Fr. Lazarus is a ‘free-soloer’ in the world of faith, following in the ancient traditions of those who fled to the desert in the early years of Christianity to focus more intensely on following Christ.

“I am an exile from my country. I don’t speak my mother tongue with anybody. I don’t have my family with me. All the things which help to make me a strong monk are…losses. This makes me, in one sense, blessed. But in another sense, I am utterly alone.”

Such deliberate cutting-off of opportunities for temptation in the life of an anchorite is a high-stakes game:

“If I want to talk to someone, to whom can I talk? I have no language to talk to anybody. There is nobody here who has my past. There is nobody here who thinks my thoughts. If I lose my contact with Christ for one minute, there is no one to come to help me. So this struggle I must fight every day, to keep myself balanced on Christ….balanced on the Lord.”

The Ladder of Divine Ascent was written by St. John Climacus at the turn of the 7th century. Pictorially represented in iconography by a thirty-rung ladder to Heaven, the journey upwards is rife with obstacles of sin, as demons attempt to pick off those on the ascent to Christ with bows and arrows; it is those who persevere to the end who are saved (Mt 24:13). Although the work was originally composed for anchorites and monks, I find it particularly applicable to those in various states of life–single or married, vowed religious or not. For the Christian following Christ, sin is an obstacle to reaching our ultimate destination, and to forget our ultimate purpose is to expose ourselves to misstep.

But most of us live in a somewhat, shall we say, “padded” existence. We rely on our own power and ways of reasoning, surrounded by friends and family, the distractions of technology, the comforts of modern living, with just enough faith to qualify us as Christians by way of culture or church membership.

But I’d like to you to consider a question: when was the last time you risked something for God, a time in which without Him, you would have no recourse?

Risking something for God can be a lot like free-soloing a sheer face (with some qualifications).

Trust in our Own Abilities is Folly

For starters, to trust in our own abilities and power is folly, for it is only by faith and grace that we are able to accomplish anything, as “our hope is in the Lord, who made Heaven and earth” (Ps 124:8). When Abraham believed the Lord (who promised to make his offspring more numerous than the stars in the sky), it was credited to him as righteousness (Gen 15:6). As Christians, we live by faith, not by sight (2 Cor 5:7). Pride–the belief that we are doing such things under our own power–is a mighty sin which casts down even those in the upper echelons of divine ascent. And so we must always be on guard, moment by moment, not in a state of fearful anxiety, but with a focus that keeps our eyes on Christ. Otherwise, we may find ourselves two thousand feet in the air and unable to find a hand-hold.

DATASET RECORDS:

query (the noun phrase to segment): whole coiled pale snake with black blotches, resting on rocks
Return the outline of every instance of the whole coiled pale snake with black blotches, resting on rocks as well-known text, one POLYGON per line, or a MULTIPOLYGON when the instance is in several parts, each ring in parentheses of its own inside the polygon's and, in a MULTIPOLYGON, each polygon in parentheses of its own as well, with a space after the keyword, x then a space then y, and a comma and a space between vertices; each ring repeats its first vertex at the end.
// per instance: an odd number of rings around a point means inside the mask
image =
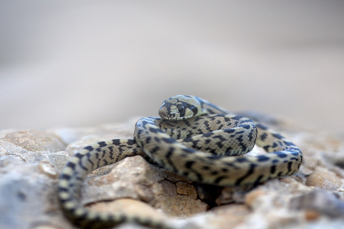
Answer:
POLYGON ((137 121, 133 139, 114 139, 86 146, 67 162, 58 181, 64 215, 81 228, 110 228, 134 222, 152 228, 168 223, 125 212, 93 212, 79 203, 89 172, 126 157, 141 155, 192 181, 216 186, 257 186, 295 174, 301 150, 264 124, 238 116, 202 98, 178 95, 163 101, 160 117, 137 121), (254 145, 266 153, 243 156, 254 145))

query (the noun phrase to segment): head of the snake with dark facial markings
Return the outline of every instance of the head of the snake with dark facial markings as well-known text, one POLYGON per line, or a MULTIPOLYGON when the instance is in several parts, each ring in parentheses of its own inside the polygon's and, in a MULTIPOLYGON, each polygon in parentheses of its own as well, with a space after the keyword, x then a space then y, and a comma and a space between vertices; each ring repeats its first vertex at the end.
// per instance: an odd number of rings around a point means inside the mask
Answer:
POLYGON ((159 116, 168 120, 184 120, 204 113, 201 101, 196 96, 189 95, 168 98, 159 109, 159 116))

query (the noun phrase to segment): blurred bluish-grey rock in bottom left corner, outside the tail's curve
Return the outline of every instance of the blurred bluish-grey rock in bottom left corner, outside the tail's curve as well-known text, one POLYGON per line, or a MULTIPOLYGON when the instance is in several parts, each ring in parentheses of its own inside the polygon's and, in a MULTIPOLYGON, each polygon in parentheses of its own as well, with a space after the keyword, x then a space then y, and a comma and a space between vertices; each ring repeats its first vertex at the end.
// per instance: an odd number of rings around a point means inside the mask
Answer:
POLYGON ((58 170, 49 162, 3 157, 9 163, 0 167, 0 228, 71 228, 58 208, 58 170))

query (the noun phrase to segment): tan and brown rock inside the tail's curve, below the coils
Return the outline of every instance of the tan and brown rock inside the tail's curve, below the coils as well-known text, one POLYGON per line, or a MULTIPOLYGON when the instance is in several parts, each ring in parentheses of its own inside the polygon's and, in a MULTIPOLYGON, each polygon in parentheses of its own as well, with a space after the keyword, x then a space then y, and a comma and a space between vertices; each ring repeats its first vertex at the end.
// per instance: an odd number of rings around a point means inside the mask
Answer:
MULTIPOLYGON (((180 183, 180 182, 178 182, 180 183)), ((186 182, 184 182, 186 183, 186 182)), ((88 177, 83 189, 83 204, 131 198, 145 201, 168 215, 186 217, 205 212, 208 206, 193 196, 177 192, 174 182, 166 179, 164 170, 149 164, 141 156, 127 157, 103 176, 88 177)), ((188 183, 184 184, 184 186, 188 183)), ((179 185, 180 186, 180 185, 179 185)), ((191 187, 180 188, 190 190, 191 187)), ((142 212, 144 209, 142 209, 142 212)))

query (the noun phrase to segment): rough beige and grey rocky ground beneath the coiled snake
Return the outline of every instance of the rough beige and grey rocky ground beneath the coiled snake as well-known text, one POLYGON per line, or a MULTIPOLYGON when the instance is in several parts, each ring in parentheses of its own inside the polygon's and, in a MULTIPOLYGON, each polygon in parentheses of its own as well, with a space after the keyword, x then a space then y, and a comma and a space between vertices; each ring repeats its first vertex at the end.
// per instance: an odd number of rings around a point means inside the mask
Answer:
MULTIPOLYGON (((121 209, 185 229, 343 227, 344 139, 252 112, 246 115, 301 148, 304 162, 295 175, 250 189, 222 188, 196 184, 134 156, 90 173, 81 203, 93 211, 121 209)), ((0 131, 0 228, 75 228, 57 200, 62 168, 89 144, 132 138, 135 121, 0 131)), ((255 147, 252 153, 263 151, 255 147)), ((116 228, 144 227, 125 223, 116 228)))

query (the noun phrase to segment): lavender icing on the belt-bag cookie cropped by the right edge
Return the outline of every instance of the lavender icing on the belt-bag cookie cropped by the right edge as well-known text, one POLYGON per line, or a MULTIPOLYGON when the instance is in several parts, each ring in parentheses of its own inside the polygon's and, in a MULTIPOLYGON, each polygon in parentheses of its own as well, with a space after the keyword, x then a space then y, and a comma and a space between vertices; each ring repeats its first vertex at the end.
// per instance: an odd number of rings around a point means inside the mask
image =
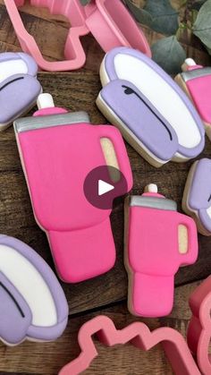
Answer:
POLYGON ((202 158, 195 164, 192 177, 188 205, 191 210, 198 211, 202 225, 211 232, 211 218, 207 209, 211 207, 211 159, 202 158))

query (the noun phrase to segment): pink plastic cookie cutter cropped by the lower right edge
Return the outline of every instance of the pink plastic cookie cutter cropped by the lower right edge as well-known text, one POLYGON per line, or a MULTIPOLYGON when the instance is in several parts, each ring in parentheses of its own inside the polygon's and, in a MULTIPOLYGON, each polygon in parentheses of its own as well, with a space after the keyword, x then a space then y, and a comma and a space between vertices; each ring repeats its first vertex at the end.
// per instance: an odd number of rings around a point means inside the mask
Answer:
POLYGON ((208 353, 211 338, 211 276, 190 295, 192 318, 188 328, 188 344, 197 356, 202 374, 211 374, 211 354, 208 353))

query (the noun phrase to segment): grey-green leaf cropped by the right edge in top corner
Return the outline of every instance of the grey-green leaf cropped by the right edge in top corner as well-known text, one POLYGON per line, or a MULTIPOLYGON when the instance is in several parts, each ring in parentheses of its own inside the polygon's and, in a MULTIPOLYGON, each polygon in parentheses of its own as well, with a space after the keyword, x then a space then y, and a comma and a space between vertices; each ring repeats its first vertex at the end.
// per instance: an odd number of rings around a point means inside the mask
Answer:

PROBLEM TO SOLVE: In the passage about Fr. Lazarus, who wrote The Ladder of Divine Ascent, and when?

SOLUTION TO THE PROBLEM: St. John Climacus wrote it at the turn of the 7th century.